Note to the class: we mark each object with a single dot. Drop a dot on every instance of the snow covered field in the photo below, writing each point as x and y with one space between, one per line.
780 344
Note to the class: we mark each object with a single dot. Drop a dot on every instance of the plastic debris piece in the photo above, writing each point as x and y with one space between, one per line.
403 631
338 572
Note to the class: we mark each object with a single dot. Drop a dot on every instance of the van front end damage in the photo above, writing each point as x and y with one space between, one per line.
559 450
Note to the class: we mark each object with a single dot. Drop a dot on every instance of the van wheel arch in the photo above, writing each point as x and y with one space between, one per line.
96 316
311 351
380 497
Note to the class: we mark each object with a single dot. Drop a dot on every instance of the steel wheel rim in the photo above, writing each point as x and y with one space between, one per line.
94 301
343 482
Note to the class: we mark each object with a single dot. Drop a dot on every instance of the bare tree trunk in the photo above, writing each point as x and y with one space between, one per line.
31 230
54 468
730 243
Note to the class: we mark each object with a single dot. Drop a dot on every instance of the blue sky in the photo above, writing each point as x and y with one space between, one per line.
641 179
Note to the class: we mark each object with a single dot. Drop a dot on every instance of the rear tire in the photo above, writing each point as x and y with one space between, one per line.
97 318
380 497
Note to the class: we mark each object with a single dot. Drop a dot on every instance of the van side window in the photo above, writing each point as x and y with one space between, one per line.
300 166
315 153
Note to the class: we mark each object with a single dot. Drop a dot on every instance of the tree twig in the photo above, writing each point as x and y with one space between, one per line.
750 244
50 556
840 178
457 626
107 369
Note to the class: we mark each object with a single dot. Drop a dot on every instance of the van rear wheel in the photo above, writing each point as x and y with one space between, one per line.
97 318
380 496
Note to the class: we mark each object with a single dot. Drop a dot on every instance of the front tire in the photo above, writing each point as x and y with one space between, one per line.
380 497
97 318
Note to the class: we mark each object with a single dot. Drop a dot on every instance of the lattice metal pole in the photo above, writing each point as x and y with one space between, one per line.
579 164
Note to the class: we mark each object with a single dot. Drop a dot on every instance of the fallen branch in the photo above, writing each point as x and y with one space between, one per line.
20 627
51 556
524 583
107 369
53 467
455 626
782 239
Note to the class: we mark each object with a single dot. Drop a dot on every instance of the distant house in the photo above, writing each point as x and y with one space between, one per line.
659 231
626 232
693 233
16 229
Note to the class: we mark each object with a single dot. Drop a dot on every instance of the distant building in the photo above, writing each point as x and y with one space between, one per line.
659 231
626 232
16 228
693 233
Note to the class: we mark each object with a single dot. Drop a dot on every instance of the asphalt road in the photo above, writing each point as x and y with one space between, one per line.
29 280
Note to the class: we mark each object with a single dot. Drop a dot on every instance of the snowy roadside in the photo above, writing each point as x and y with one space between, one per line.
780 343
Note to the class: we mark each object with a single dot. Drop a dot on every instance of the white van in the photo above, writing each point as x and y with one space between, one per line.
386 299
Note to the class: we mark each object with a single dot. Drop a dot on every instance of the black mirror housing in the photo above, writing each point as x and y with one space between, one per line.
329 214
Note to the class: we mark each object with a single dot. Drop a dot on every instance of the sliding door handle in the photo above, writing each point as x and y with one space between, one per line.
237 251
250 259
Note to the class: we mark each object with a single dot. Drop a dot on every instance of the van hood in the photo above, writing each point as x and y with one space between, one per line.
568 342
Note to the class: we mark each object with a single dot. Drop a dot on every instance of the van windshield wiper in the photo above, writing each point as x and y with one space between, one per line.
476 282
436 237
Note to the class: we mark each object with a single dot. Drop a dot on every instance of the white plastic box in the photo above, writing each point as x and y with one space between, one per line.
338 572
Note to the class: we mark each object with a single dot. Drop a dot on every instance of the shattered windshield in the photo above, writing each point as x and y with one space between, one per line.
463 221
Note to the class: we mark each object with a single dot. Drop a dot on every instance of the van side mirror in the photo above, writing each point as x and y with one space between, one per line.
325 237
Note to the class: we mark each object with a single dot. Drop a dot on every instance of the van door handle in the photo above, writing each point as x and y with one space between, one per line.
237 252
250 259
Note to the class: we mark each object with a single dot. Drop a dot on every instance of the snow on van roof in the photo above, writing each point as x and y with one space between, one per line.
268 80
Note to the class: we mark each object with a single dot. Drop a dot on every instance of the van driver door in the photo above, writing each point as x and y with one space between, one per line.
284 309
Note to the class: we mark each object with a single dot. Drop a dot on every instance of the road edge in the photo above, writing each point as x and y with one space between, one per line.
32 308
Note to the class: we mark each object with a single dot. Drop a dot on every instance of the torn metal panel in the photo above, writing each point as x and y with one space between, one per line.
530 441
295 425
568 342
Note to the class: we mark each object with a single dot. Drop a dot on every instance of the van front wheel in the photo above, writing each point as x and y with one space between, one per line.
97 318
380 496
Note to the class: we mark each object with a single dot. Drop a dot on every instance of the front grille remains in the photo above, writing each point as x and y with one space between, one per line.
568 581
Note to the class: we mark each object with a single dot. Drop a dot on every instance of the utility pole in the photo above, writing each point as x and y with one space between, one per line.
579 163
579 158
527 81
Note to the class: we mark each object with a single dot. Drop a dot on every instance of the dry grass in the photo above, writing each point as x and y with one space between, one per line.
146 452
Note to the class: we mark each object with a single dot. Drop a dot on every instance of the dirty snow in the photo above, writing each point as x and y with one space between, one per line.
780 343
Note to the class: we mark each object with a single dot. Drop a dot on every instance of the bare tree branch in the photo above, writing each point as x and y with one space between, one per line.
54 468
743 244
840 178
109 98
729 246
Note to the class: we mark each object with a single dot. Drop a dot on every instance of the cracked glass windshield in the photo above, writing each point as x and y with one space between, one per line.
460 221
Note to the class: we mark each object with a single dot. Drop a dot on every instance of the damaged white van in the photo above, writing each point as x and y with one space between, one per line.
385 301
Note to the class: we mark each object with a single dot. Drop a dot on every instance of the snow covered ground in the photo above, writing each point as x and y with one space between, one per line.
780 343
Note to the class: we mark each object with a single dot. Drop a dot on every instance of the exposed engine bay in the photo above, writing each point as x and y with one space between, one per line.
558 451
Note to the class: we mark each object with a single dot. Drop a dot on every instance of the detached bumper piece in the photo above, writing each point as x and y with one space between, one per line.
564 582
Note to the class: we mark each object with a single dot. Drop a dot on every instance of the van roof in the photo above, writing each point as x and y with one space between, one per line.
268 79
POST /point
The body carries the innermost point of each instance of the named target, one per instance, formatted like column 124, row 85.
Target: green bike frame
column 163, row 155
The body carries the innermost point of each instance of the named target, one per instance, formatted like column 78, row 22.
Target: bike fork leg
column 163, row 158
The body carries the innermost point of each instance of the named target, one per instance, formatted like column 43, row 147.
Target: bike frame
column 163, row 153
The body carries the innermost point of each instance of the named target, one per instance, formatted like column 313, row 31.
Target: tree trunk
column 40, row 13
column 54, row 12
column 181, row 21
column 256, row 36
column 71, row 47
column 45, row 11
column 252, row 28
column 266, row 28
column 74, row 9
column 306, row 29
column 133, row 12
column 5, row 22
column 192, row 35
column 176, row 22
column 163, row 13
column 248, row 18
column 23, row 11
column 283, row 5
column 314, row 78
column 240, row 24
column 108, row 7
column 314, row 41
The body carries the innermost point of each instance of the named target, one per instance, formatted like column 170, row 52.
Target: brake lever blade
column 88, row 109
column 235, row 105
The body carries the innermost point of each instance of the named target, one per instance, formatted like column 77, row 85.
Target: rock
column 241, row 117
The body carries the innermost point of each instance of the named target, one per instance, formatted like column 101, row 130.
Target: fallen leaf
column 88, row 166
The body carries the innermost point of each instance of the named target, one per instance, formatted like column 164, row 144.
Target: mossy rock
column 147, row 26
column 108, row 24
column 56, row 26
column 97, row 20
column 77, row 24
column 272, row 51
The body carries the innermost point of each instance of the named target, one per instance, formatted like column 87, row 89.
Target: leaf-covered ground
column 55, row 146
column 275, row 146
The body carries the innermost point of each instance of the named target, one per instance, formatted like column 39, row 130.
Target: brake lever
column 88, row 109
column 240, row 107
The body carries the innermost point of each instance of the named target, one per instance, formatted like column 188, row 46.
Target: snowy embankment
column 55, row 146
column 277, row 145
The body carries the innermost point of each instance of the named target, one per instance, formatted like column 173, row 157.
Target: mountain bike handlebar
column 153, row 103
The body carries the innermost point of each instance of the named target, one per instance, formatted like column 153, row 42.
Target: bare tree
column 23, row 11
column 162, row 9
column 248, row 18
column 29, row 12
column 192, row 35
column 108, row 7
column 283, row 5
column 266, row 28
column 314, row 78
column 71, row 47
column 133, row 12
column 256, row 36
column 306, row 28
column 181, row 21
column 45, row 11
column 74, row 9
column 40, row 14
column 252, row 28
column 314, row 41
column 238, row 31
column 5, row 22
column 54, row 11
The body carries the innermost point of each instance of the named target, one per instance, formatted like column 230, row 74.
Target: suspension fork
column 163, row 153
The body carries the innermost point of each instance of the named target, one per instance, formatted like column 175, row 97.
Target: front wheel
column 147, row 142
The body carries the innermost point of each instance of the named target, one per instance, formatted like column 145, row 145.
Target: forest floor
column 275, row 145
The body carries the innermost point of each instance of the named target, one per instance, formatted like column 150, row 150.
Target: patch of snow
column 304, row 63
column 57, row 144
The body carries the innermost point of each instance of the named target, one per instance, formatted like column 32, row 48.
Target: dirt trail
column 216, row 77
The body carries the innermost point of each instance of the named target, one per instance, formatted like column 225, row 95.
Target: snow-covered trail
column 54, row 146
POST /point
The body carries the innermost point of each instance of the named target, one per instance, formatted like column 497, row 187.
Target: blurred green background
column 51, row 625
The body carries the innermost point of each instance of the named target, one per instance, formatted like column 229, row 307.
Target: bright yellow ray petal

What the task requires:
All lines from the one containing "Target: suspension fork" to the end of the records, both ends included, should be printed exactly and on their own.

Exercise answer:
Target: suspension fork
column 163, row 153
The body carries the innermost point of each instance of the named target, one per instance, formatted like column 175, row 97.
Target: front wheel
column 147, row 142
The body carries the innermost point of each instance of the named target, one per instance, formatted like column 145, row 145.
Target: forest floor
column 275, row 145
The body carries the innermost point of each instance of the named target, one per instance, formatted like column 150, row 150.
Target: patch of snow
column 304, row 63
column 57, row 144
The body carries the innermost point of each instance of the named target, one per instance, formatted like column 32, row 48.
Target: dirt trail
column 216, row 77
The body carries the innermost point of each instance of the named target, one per instance, formatted like column 225, row 95.
Target: snow-covered trail
column 54, row 146
POST /point
The body carries the innermost point of each instance of the named target, one per instance, formatted like column 497, row 187.
Target: blurred green background
column 51, row 625
The body carries the innermost point of each instance of the named target, one per instance, formatted like column 229, row 307.
Target: bright yellow ray petal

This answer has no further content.